▸ Exercise task: Count the lines in the records below that contain the string "woman". Reply with only that number.
##### Records to use
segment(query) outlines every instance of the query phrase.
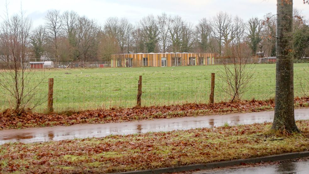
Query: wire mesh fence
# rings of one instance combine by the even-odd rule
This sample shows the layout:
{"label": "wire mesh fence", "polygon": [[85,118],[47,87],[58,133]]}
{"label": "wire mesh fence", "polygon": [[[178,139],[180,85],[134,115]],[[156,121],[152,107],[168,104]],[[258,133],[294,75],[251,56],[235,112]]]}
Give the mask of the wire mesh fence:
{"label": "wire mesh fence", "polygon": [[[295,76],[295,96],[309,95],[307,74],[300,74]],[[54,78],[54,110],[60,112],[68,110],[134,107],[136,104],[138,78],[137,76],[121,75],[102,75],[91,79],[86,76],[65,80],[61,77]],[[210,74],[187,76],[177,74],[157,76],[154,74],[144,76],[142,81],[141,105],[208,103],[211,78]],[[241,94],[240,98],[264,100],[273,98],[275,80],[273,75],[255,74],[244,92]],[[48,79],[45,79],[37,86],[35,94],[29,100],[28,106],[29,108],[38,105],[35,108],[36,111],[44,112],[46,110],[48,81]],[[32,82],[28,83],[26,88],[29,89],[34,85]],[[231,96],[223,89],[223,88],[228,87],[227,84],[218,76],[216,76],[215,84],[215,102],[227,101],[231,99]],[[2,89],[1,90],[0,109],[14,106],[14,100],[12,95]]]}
##########
##### Records to use
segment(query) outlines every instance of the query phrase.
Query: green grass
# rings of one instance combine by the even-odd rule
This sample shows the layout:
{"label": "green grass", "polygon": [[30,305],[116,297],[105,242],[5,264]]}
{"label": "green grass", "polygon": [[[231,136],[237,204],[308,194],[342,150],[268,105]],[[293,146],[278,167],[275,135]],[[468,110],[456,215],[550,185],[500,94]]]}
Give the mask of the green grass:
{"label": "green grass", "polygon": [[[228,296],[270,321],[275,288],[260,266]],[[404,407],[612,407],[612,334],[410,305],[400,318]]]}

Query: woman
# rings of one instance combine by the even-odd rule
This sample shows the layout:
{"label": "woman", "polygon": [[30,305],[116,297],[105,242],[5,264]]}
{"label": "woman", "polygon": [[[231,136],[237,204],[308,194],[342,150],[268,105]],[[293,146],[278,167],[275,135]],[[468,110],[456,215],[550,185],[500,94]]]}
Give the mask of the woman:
##########
▸ Problem solution: 4